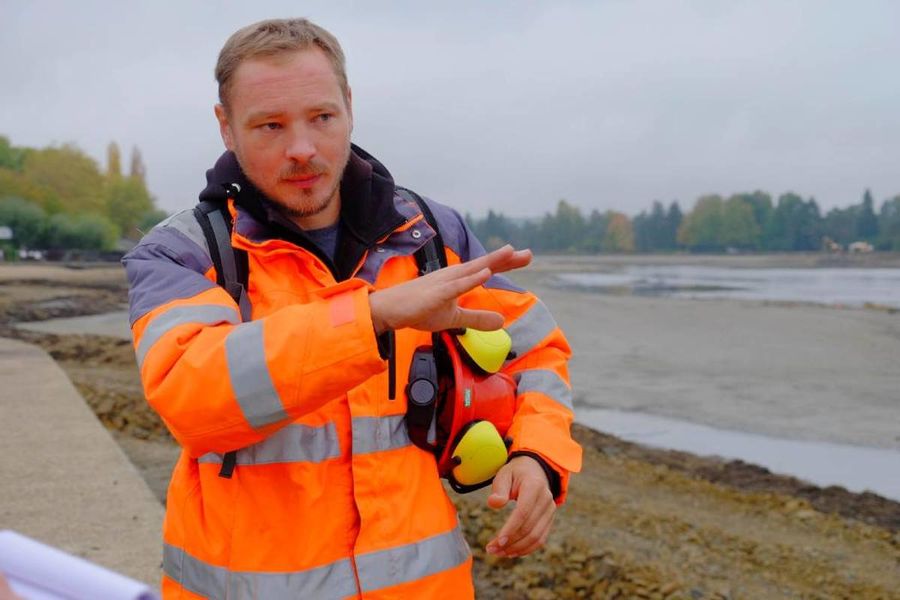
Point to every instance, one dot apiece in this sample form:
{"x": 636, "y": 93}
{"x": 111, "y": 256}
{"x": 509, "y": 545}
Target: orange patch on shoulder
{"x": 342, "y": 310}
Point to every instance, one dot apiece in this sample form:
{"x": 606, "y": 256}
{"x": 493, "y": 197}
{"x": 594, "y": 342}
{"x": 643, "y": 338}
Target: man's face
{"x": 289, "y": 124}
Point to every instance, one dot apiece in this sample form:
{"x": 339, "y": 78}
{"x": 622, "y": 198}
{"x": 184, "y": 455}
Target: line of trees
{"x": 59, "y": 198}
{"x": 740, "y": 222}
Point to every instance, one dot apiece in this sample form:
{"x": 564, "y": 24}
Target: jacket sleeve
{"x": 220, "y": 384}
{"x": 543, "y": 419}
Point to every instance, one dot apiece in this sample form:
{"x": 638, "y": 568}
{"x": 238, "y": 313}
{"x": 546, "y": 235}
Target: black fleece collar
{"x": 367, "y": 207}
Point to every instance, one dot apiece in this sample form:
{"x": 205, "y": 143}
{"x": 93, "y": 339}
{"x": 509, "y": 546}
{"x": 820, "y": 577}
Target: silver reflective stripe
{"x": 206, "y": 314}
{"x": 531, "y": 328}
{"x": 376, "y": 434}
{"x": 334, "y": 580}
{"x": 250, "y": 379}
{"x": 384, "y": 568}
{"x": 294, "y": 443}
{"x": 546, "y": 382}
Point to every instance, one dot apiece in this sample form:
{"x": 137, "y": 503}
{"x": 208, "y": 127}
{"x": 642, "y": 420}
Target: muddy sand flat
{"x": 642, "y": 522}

********************

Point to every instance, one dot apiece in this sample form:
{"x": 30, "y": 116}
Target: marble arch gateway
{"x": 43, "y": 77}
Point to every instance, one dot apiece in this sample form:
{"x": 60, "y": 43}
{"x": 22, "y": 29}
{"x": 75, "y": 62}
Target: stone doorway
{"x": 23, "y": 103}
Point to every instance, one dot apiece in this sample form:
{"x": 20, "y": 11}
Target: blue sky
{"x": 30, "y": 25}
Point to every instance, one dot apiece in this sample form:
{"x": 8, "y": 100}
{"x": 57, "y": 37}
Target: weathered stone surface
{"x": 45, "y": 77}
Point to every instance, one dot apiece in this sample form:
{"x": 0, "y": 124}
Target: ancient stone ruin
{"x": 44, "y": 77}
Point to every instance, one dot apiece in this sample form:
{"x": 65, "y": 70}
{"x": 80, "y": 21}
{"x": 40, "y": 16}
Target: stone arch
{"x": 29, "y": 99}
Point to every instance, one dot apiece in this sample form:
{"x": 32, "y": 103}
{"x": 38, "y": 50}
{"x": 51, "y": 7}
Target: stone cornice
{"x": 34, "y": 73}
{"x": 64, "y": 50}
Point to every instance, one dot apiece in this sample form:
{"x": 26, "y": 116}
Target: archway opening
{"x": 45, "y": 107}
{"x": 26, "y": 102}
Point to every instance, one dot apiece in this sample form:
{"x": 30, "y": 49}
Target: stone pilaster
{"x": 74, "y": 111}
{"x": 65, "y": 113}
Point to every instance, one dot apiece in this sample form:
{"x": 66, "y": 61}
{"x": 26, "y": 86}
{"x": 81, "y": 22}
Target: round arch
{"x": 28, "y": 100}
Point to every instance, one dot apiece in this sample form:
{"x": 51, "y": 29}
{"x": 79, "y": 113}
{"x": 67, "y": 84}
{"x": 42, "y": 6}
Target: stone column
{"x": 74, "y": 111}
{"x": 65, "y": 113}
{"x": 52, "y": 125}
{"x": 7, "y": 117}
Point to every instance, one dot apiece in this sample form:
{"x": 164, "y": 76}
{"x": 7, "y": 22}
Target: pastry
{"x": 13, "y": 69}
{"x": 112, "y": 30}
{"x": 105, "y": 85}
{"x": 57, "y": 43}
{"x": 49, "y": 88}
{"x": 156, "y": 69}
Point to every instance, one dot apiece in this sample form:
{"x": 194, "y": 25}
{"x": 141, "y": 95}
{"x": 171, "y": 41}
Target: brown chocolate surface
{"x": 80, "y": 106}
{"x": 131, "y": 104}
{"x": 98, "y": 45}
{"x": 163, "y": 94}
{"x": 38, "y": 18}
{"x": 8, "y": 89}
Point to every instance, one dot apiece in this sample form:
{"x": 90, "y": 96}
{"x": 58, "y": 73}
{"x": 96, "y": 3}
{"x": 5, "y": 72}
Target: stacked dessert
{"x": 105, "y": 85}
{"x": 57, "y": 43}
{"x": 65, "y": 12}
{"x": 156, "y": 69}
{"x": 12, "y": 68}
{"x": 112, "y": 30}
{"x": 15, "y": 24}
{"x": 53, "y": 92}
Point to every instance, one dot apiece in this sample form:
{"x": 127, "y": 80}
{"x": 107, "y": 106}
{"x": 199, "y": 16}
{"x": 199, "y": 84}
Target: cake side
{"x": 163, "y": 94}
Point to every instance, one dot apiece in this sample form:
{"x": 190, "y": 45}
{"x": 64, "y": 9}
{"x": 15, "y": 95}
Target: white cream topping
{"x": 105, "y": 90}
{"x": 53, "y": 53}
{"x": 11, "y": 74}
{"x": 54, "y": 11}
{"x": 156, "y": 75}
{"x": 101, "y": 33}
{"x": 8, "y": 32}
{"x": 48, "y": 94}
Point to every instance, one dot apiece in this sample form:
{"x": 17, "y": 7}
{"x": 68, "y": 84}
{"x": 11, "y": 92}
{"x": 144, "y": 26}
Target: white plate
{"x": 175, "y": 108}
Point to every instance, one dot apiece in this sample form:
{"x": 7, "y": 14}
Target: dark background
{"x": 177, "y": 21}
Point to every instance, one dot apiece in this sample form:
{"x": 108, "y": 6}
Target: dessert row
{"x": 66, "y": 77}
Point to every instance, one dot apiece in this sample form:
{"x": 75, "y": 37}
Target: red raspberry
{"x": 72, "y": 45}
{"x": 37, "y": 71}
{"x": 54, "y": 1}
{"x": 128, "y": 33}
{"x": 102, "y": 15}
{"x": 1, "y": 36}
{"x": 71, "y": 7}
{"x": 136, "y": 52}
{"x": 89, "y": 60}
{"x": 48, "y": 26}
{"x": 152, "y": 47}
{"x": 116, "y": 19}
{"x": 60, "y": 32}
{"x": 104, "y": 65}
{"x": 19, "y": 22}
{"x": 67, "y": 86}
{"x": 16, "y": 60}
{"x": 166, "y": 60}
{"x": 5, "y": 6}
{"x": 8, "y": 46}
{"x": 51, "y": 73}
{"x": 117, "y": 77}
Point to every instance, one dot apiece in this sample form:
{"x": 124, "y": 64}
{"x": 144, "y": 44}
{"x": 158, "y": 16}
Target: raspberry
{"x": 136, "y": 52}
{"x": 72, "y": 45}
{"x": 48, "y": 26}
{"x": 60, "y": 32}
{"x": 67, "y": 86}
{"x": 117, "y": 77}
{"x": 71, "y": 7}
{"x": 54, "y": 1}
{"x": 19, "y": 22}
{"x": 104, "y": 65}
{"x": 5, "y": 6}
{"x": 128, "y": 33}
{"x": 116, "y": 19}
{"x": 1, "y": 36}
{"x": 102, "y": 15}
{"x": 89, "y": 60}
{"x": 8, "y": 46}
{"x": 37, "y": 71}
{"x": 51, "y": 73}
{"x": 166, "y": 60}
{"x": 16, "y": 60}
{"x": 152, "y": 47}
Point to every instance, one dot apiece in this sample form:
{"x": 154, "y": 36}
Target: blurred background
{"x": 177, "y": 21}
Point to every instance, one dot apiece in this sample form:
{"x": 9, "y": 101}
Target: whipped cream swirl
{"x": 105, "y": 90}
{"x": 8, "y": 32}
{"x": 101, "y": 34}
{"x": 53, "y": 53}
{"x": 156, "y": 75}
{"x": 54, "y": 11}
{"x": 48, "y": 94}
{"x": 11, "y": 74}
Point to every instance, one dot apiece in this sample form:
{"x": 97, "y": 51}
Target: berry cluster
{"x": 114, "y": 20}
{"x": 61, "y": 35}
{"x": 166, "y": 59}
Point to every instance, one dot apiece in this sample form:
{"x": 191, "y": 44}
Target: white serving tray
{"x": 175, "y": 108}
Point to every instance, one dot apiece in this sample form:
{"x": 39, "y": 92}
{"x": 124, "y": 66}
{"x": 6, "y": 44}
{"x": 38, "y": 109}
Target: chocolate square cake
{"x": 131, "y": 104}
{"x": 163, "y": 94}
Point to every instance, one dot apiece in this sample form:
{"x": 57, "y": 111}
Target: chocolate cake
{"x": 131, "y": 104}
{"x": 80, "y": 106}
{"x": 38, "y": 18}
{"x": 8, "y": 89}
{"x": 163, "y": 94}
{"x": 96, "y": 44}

********************

● **Challenge**
Identify every line of the data above that contains the string "stone", and copy each of those lines. Case counts.

● **Exercise answer**
Target: stone doorway
Target: weathered stone surface
Target: ancient stone ruin
Target: stone arch
Target: stone cornice
Target: stone pilaster
Target: stone column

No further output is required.